[Extracted data entries]
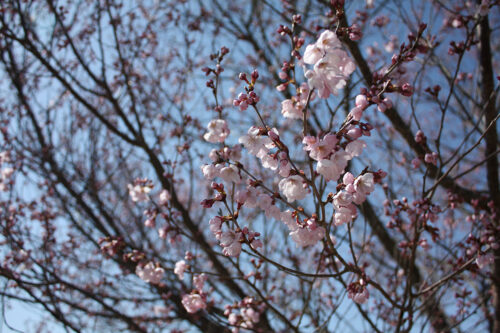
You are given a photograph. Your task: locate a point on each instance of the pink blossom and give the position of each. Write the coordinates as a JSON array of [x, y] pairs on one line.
[[209, 171], [199, 281], [330, 73], [415, 163], [180, 268], [230, 241], [217, 131], [484, 8], [320, 148], [342, 199], [356, 113], [360, 297], [230, 174], [343, 215], [216, 226], [431, 158], [355, 148], [332, 168], [269, 161], [384, 104], [292, 108], [164, 197], [139, 192], [293, 188], [193, 303], [332, 65], [256, 144], [484, 260], [150, 273], [365, 183], [327, 41]]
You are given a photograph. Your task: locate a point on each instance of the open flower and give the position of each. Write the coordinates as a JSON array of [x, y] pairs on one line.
[[293, 188]]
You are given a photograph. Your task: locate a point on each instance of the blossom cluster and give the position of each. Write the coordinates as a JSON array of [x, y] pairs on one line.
[[332, 65]]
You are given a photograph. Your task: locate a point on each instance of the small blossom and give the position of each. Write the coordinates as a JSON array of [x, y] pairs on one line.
[[431, 158], [320, 148], [164, 197], [150, 273], [256, 144], [293, 188], [199, 281], [217, 131], [230, 174], [139, 192], [193, 303], [216, 226], [332, 168], [180, 268], [230, 241], [484, 260]]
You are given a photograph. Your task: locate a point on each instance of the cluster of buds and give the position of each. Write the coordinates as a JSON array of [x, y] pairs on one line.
[[219, 196], [244, 100], [111, 245], [250, 97], [358, 292], [249, 313]]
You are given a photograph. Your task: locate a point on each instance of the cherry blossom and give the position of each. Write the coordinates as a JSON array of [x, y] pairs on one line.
[[150, 273], [231, 244], [293, 188], [332, 168], [320, 148], [217, 131], [193, 303], [230, 174], [256, 144], [180, 268], [332, 65], [139, 192]]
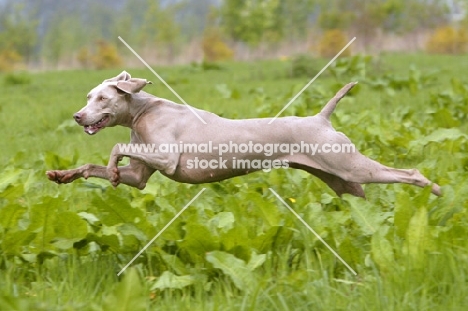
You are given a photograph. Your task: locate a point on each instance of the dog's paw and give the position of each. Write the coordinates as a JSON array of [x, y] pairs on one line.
[[61, 177], [114, 176]]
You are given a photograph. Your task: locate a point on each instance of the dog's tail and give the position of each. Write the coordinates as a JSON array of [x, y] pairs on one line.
[[331, 105]]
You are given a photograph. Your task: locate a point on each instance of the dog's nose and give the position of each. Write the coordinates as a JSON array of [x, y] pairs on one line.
[[77, 117]]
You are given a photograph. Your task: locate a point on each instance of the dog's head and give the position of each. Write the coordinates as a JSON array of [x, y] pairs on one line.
[[108, 103]]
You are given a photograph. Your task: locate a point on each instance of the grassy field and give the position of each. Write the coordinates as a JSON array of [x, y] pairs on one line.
[[237, 247]]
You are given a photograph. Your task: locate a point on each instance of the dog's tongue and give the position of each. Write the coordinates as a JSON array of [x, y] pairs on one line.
[[90, 129]]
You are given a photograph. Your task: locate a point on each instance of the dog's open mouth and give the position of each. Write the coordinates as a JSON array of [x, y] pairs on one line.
[[96, 127]]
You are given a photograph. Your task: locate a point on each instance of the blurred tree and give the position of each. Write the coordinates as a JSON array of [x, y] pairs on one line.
[[213, 46], [18, 35], [253, 21], [159, 27]]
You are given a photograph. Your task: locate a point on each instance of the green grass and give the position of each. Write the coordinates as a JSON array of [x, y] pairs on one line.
[[408, 247]]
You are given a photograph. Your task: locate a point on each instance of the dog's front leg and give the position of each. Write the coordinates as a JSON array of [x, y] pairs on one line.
[[136, 174], [165, 162]]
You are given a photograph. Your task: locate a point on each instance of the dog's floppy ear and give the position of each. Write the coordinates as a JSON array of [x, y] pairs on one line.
[[123, 76], [133, 85]]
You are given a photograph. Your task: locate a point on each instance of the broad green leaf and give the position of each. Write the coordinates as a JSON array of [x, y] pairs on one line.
[[168, 280], [129, 294], [10, 216], [382, 250], [13, 242], [235, 268], [198, 241], [440, 135], [107, 237], [403, 212], [116, 210], [223, 221], [255, 261], [69, 228], [174, 262], [350, 252], [365, 214], [43, 218], [90, 218], [8, 177], [417, 235]]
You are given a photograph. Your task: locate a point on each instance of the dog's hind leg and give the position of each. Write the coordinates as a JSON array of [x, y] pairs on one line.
[[339, 185]]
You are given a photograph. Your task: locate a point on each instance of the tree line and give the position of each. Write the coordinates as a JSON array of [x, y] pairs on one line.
[[49, 30]]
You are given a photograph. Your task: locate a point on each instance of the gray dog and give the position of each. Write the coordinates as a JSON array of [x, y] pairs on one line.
[[159, 123]]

■ **WORK TO COMPLETE**: Please rewrite the lines of the listing above with "photograph" swapped for "picture" everywhere it occurs, changing nothing else. Leave out the pictures.

■ **SOLUTION**:
You are given a picture. Your task: locate a point on each instance of the pink blossom and give the position of each. Write the coordinates as a JSON array of [x, y] pairs on one line.
[[209, 171], [199, 281], [330, 73], [415, 163], [180, 268], [230, 241], [217, 131], [484, 8], [320, 148], [342, 199], [356, 113], [360, 297], [230, 174], [343, 215], [216, 226], [431, 158], [355, 148], [332, 168], [269, 161], [384, 104], [292, 108], [164, 197], [139, 192], [293, 188], [193, 303], [332, 65], [256, 144], [484, 260], [150, 273], [365, 183], [327, 41]]
You are given a picture. Your task: locate a point on each instance of the open flower and give the position of each. Write the coordinates as a JSON array of [x, y] pairs on one line.
[[293, 188]]
You are given a picture. Your task: locate a point on each instance of the blossom cluster and give the position of each. Write the coordinates as a JSON array of [x, y] pairs on one line.
[[332, 65]]
You are given a picture. Your task: locate a point on each instance of the small blossom and give the position of each. Write the coordinates as a JSON array of [x, y] pairs on one line.
[[431, 158], [320, 148], [164, 197], [150, 273], [256, 144], [293, 188], [199, 281], [217, 131], [230, 174], [139, 192], [193, 303], [216, 226], [332, 168], [180, 268], [230, 241], [484, 260]]
You are given a picture. Your task: locate a point on each instance of the cluster of buds and give the position of each. Write the coordinates as a JSON array of [x, y] pairs on one line.
[[219, 196], [244, 100], [111, 245], [250, 97], [358, 292], [249, 313]]
You are given a picture. Your task: locate a point on each instance of the cherry blossom and give the position of each. Write the coordinates as a JSON array of [x, y] pairs on one line.
[[150, 273], [231, 244], [293, 188], [332, 168], [320, 148], [217, 131], [193, 303], [230, 174], [256, 144], [180, 268], [332, 65], [139, 192]]
You are given a picture. Your task: locate a point on each instance of the dog's paw and give the position of each. Write the coordinates as a JSON array of [x, y] pairs on one line.
[[61, 177], [114, 176]]
You are given a picture. Your task: locate a point on each instance of the dog's tail and give the position of each. Write the coordinates as a JSON array of [x, y] pairs on one line.
[[331, 105]]
You are given a picture. Your task: locate a point on each instance of the dog's nose and give the position of each. Write the coordinates as a JSON array of [x, y] pairs on one line.
[[77, 117]]
You are given a picture. Your task: locate a point on each instance of the dog's head and give the position of each. Write the coordinates as a JSON array of [x, y] pairs on one line.
[[108, 103]]
You are given a picture. Your task: locate a point on each instance of the grassy field and give the position of each. Write the coordinates as a JSON array of [x, y] pairs on one line.
[[237, 247]]
You are given a picture. Your task: locate a point on each instance of the dog's tongue and give the position of each. Write the coordinates as a JSON array of [x, y] pairs on one line.
[[90, 129]]
You are given a picture. Your task: locate a point on each instance of the dog's open mouth and give the position of each. Write the coordinates as a JSON array of [x, y] pairs on one line.
[[96, 127]]
You are given a picture. Your task: locate a point on each instance of the blurred tree and give the position of each. Write the coordinates as a JSON array of [x, y] pairs on one line.
[[213, 46], [18, 35], [253, 21], [159, 27]]
You are given a picture. Your task: locate a point on each instance of the green grass and give the position of each. Write the coordinates as a JSON array of [x, y] pairs on one line.
[[408, 247]]
You are given a picture. Your task: locate a point on each instance of the dog's front leg and give the position of each. Write the coordinates as a JSON array of [x, y] pairs on one line.
[[136, 174], [165, 162]]
You are given a picture. Your task: locate a point on each instance of the dog's floppy ear and give the position of each. Write the coordinates as a JSON array of [x, y] pairs on one line.
[[123, 76], [133, 85]]
You are given a picture. Your task: locate a point on each instance of the broad green leaf and give the position of each. Write the coordinates as a JSON array of [x, y] pairs on one line.
[[168, 280], [129, 294], [10, 216], [382, 250], [13, 242], [235, 268], [198, 241], [440, 135], [107, 237], [403, 212], [116, 210], [223, 221], [255, 261], [69, 228], [174, 262], [350, 252], [365, 214], [43, 218], [90, 218], [8, 177], [417, 235]]
You are given a picture. Your task: locate a point on each instance of the dog's hind leg and give the position of each. Write the coordinates as a JSON array of [x, y] pairs on one line.
[[339, 185]]
You are given a picture. Your task: locate a point on each instance of the tree line and give the position of each. Write the coordinates as a JSON array of [x, y] pairs on one line.
[[49, 30]]
You are given a picture. Your task: locate a point on each instance of the gray dog and give the position of each. Write the coordinates as a JSON array of [x, y] pairs on one line.
[[159, 123]]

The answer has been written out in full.